(Region pointing data)
>>>>>
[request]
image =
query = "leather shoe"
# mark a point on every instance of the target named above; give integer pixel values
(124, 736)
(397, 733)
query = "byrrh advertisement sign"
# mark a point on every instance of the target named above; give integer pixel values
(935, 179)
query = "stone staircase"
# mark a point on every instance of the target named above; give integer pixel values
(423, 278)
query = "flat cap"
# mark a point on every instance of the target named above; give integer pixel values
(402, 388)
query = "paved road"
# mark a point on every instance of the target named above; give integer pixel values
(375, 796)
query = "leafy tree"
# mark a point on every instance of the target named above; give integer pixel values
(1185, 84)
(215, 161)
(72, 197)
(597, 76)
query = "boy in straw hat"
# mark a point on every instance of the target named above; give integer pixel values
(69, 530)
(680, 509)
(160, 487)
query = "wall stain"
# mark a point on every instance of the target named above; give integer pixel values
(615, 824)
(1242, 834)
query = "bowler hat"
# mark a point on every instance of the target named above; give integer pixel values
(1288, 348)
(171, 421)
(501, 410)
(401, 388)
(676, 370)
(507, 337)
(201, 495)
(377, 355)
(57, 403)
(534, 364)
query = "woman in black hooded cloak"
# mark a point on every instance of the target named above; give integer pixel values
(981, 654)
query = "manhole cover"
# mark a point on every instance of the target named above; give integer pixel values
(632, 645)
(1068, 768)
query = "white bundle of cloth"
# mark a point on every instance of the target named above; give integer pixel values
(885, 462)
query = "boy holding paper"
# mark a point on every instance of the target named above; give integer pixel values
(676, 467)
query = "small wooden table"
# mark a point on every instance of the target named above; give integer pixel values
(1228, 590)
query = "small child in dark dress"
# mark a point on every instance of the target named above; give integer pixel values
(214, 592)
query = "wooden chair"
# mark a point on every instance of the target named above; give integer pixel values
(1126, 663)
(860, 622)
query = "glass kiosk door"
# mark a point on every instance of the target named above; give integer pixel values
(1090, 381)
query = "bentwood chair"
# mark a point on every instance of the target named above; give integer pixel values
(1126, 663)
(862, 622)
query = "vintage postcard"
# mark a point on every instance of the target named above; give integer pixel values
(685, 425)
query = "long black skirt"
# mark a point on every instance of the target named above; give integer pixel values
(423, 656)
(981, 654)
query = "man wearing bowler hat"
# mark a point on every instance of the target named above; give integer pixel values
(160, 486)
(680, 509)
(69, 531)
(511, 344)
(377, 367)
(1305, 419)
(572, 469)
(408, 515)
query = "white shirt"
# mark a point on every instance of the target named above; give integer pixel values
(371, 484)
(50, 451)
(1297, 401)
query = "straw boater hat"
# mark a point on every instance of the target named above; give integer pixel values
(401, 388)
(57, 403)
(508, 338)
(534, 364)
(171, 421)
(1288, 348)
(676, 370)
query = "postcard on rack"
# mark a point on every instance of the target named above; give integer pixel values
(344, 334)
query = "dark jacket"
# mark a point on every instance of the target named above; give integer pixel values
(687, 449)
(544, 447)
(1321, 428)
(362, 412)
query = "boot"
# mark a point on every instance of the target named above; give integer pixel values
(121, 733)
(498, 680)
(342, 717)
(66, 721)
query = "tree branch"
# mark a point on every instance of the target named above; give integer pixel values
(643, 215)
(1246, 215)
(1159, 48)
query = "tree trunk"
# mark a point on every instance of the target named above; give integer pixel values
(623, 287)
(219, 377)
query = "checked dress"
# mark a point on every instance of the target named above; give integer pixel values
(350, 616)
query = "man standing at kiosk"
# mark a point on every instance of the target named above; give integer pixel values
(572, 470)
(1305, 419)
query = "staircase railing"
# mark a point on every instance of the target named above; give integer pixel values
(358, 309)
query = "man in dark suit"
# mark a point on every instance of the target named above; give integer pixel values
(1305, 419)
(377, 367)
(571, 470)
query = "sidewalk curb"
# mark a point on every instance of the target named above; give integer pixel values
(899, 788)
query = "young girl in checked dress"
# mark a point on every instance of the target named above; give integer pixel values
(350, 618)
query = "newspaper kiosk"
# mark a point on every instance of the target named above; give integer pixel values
<<<<<
YOUR TASK -
When you find a line in the records that contains the word "checked", copy it.

RESULT FOR THIS TASK -
query = "checked dress"
query = "young girl in checked dress"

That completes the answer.